• [What to work on]
Scan the records for the word "grassy". Copy each line that includes it.

• [Photo-based referring expression data]
|---|

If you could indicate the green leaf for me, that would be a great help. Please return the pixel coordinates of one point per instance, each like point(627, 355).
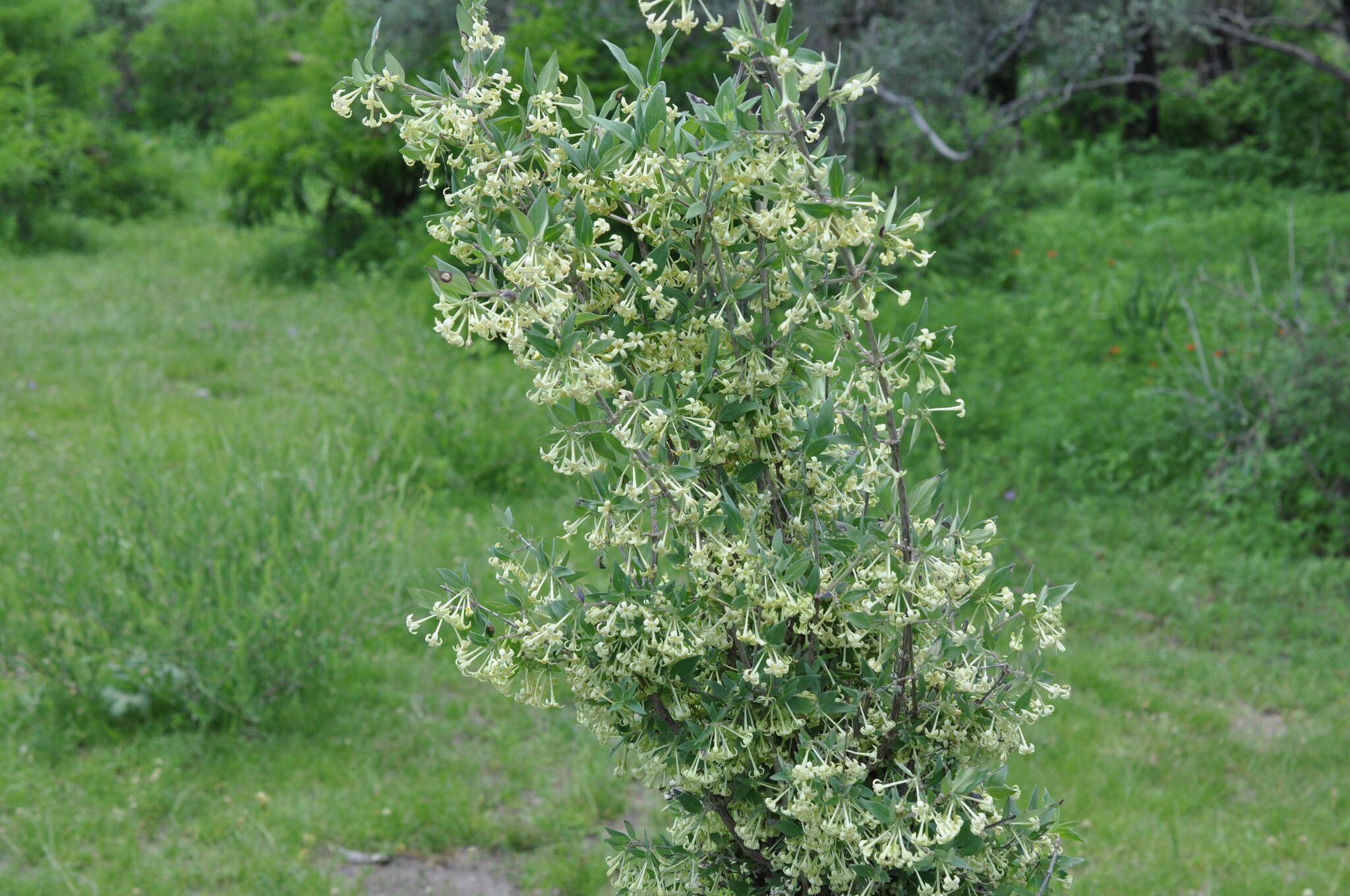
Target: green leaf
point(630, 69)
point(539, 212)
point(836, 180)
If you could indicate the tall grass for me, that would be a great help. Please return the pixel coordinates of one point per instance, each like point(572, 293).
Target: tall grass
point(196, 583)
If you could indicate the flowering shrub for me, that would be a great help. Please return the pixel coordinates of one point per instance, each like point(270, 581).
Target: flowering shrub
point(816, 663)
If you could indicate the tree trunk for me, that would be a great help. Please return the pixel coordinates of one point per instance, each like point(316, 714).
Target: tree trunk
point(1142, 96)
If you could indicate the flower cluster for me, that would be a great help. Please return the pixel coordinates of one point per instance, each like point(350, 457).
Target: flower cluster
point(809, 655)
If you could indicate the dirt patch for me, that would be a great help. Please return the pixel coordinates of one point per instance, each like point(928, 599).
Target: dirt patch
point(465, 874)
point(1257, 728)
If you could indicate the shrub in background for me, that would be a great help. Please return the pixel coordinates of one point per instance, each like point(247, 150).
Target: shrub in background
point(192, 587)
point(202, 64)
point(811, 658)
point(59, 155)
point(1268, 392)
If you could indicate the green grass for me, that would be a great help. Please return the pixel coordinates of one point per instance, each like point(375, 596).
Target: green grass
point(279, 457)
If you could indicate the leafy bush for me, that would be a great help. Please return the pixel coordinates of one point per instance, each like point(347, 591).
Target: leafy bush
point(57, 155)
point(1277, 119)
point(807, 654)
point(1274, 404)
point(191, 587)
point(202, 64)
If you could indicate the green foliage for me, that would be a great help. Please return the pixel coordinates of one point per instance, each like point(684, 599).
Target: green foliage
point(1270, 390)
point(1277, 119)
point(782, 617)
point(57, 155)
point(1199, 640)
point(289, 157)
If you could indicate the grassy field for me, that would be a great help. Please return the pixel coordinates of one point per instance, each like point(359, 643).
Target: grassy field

|---|

• [Response]
If you could indicate the grassy field for me, that would be a great help. Please return the pixel coordinates of one point per instance, each like point(359, 643).
Target: grassy field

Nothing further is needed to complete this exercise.